[Entries supplied — start]
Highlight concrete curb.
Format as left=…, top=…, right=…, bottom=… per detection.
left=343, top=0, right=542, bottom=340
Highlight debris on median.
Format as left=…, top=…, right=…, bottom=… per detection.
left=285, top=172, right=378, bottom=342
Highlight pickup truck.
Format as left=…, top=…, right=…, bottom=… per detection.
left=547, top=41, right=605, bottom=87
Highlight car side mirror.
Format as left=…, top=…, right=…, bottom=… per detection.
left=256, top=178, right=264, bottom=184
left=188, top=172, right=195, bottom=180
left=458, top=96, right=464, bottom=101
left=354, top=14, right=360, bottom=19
[Entries supplied — finish]
[Entries supplied — start]
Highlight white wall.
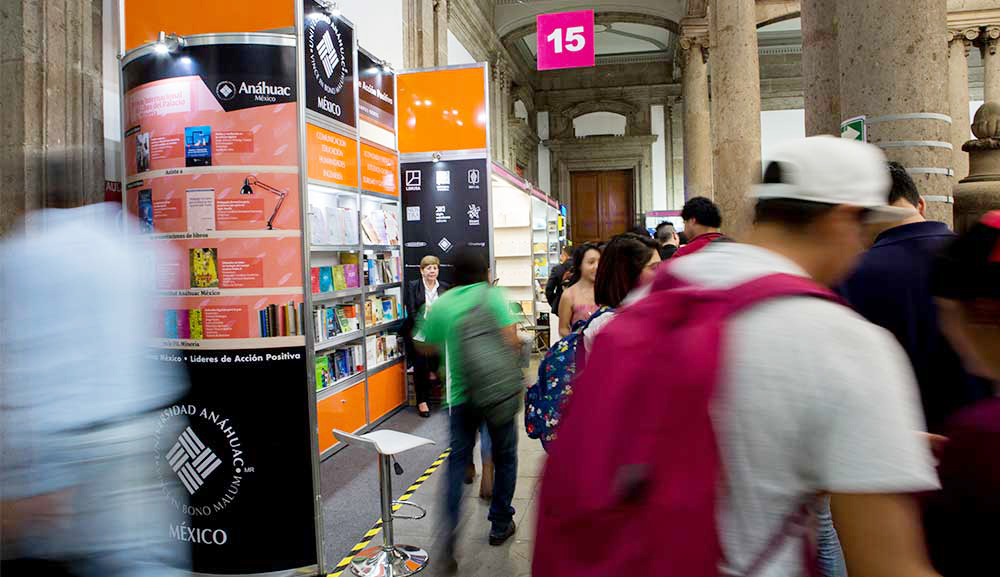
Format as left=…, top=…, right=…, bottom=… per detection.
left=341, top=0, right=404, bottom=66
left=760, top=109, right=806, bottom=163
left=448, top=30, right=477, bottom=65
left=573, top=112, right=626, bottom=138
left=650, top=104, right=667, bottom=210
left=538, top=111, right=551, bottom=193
[Entries supplied — finish]
Return solely the count of lines in the data above in which the word "Highlight" occurs.

## Result below
5